### Selected excerpt

— Start —

- Developer: IBM
- Marketing target: IBM mainframe computers
- License: Proprietary

= Group Control System =

IBM operating system

Group Control System (GCS) is an operating system made by IBM, meant to run as a guest of VM. GCS is an integral component of the discontinued VM/SP (since VM/SP 4), VM/XA SP, VM/ESA and current z/VM IBM System product offerings.

==Overview==
GCS's purpose is to provide an environment to run some specific OS/MVS-based applications and networking middleware under VM. To this end, GCS provides a limited simulation of the OS/MVS APIs. While CMS, the usual VM guest, already has OS simulation, it is not extensive enough to run some applications such as VTAM.

Specifically, GCS provides OS multitasking support. In order to be able to spread the load over several virtual machines, GCS also implements a notion of group where each group member virtual machine can interact with one another.

— End —

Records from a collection
— Start —

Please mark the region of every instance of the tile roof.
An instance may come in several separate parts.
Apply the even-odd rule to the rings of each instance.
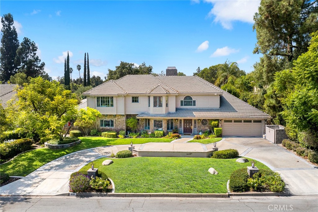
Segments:
[[[17,94],[14,90],[19,86],[17,84],[0,84],[0,103],[3,107],[5,108],[8,106],[8,101],[12,99]]]

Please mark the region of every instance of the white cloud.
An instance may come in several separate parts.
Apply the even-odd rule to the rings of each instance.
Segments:
[[[55,15],[58,16],[60,16],[61,12],[62,12],[62,11],[60,10],[59,10],[58,11],[56,11],[55,12]]]
[[[70,58],[73,57],[73,53],[71,51],[68,51],[68,55]],[[59,56],[58,58],[53,58],[53,61],[57,63],[62,63],[64,62],[65,58],[67,57],[67,51],[62,52],[61,56]]]
[[[200,44],[196,51],[197,52],[201,52],[205,51],[209,48],[209,41],[206,40],[205,41]]]
[[[217,57],[226,56],[232,53],[236,53],[239,51],[239,50],[238,49],[232,49],[227,46],[225,46],[223,48],[217,49],[211,55],[210,57],[215,58]]]
[[[30,13],[31,15],[35,15],[41,12],[40,10],[33,10],[33,11]]]
[[[241,59],[238,60],[236,62],[238,63],[246,63],[247,61],[247,59],[248,59],[249,57],[248,56],[245,57]]]
[[[219,23],[224,28],[230,30],[232,22],[236,21],[252,24],[253,17],[258,11],[260,1],[216,1],[207,0],[213,5],[208,15],[214,17],[214,22]]]

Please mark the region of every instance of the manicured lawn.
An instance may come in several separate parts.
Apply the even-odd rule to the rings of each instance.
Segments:
[[[225,193],[233,171],[251,164],[236,162],[236,159],[136,157],[112,159],[114,163],[102,165],[106,159],[95,161],[94,166],[113,180],[116,193]],[[260,162],[256,164],[269,169]],[[87,171],[90,166],[81,170]],[[211,167],[219,174],[210,174]]]
[[[188,142],[201,143],[201,144],[211,144],[211,143],[215,143],[218,141],[219,141],[222,140],[222,138],[208,138],[207,139],[203,139],[202,140],[191,140],[190,141],[188,141]]]
[[[37,149],[19,155],[12,161],[0,165],[0,172],[10,176],[24,176],[45,164],[58,158],[79,150],[113,145],[143,144],[148,142],[170,142],[172,140],[164,138],[111,139],[101,137],[82,137],[80,144],[66,149]]]

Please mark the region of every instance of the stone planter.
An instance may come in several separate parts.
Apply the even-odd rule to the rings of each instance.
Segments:
[[[79,140],[75,142],[72,142],[69,144],[50,144],[48,143],[47,142],[44,143],[44,146],[46,148],[50,149],[63,149],[68,147],[70,147],[76,145],[78,144],[81,141],[80,140]]]

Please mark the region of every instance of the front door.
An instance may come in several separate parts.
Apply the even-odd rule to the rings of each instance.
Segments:
[[[183,120],[183,133],[192,133],[192,120]]]

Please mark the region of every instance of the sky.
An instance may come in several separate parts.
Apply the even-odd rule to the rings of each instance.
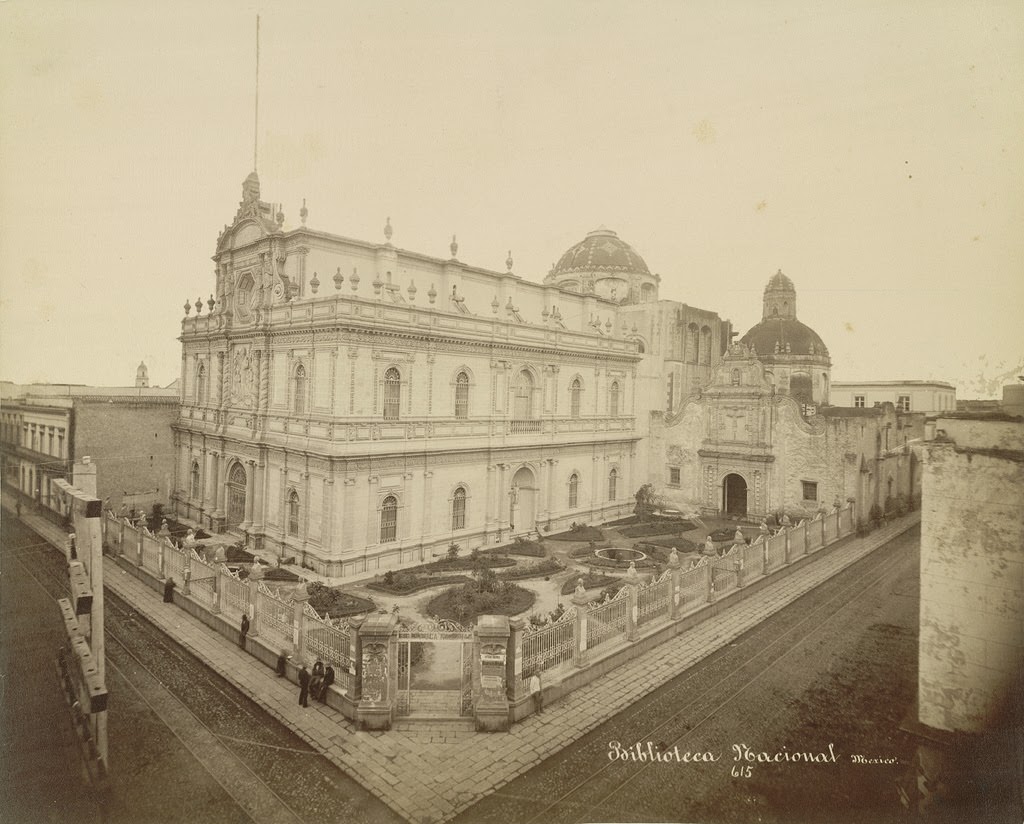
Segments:
[[[254,129],[260,15],[259,122]],[[618,232],[833,380],[1024,374],[1024,4],[0,2],[0,378],[178,377],[253,168],[298,223],[541,280]]]

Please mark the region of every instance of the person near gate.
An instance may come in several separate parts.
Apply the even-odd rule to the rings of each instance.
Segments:
[[[302,664],[299,670],[299,706],[309,706],[309,670]]]

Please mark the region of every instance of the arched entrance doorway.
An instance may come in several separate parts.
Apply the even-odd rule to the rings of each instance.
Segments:
[[[520,467],[509,489],[509,525],[513,532],[537,528],[537,481],[529,467]]]
[[[746,515],[746,481],[742,475],[726,475],[722,481],[722,512],[742,517]]]
[[[227,526],[238,526],[246,519],[246,470],[236,463],[227,473]]]

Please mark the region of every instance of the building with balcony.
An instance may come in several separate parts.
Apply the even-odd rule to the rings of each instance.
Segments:
[[[74,462],[89,456],[97,496],[109,506],[169,502],[176,388],[3,382],[0,392],[0,476],[8,488],[56,512],[53,482],[69,480]]]
[[[608,229],[541,284],[300,218],[251,174],[185,305],[174,505],[325,574],[631,512],[651,413],[728,344]]]

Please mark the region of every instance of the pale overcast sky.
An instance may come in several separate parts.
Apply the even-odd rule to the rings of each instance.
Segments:
[[[0,3],[0,377],[154,383],[253,165],[286,226],[540,280],[604,224],[834,380],[1024,366],[1024,4]],[[479,307],[483,312],[485,307]],[[979,382],[979,376],[989,384]]]

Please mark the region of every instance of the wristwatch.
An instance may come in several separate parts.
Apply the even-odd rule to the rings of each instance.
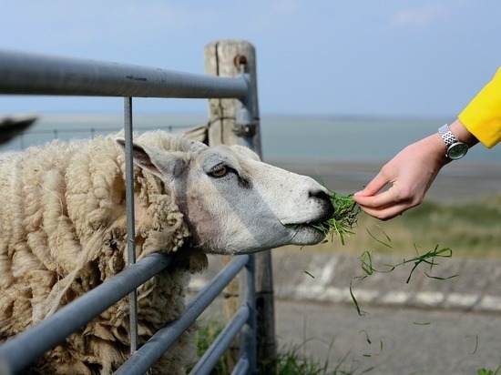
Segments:
[[[447,124],[438,128],[438,133],[445,142],[445,157],[451,160],[457,160],[466,155],[468,146],[455,138]]]

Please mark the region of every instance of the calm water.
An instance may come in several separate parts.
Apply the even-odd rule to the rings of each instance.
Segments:
[[[59,137],[65,140],[107,134],[123,128],[121,116],[42,116],[29,133],[0,147],[19,149]],[[138,131],[153,128],[179,131],[206,122],[199,117],[138,116]],[[263,158],[302,161],[384,161],[406,145],[445,123],[446,119],[336,118],[313,117],[262,117]],[[501,162],[501,147],[491,150],[481,145],[468,153],[468,160]]]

— End —

### Problems
[A] Reproduce word for word the part of the Group Control System article that opens with the words containing "- Developer: IBM" and closes with "such as VTAM.".
[B] Summarize the Group Control System article in two sentences.
[C] Write what comes next in the Group Control System article, starting after its final sentence.
The entries have nothing to do with the Group Control System article.

### Answers to the tasks
[A]
- Developer: IBM
- Marketing target: IBM mainframe computers
- License: Proprietary

= Group Control System =

IBM operating system

Group Control System (GCS) is an operating system made by IBM, meant to run as a guest of VM. GCS is an integral component of the discontinued VM/SP (since VM/SP 4), VM/XA SP, VM/ESA and current z/VM IBM System product offerings.

==Overview==
GCS's purpose is to provide an environment to run some specific OS/MVS-based applications and networking middleware under VM. To this end, GCS provides a limited simulation of the OS/MVS APIs. While CMS, the usual VM guest, already has OS simulation, it is not extensive enough to run some applications such as VTAM.

[B] Group Control System is an IBM operating system that runs as a guest of VM and is part of VM/SP (since VM/SP 4), VM/XA SP, VM/ESA and z/VM. It provides a limited simulation of the OS/MVS APIs, including OS multitasking support, so that specific OS/MVS-based applications and networking middleware can run under VM, and it lets the member virtual machines of a group interact to spread the load.

[C]
To implement this, GCS uses several techniques:
- A writable shared segment
- IUCV communications between virtual machines
- A recovery virtual machine, designed to clean up locks in the shared segments when virtual machines unexpectedly leave the group

GCS is not designed to be a multi-purpose user operating system such as CMS. For example, it does not allow for file editing.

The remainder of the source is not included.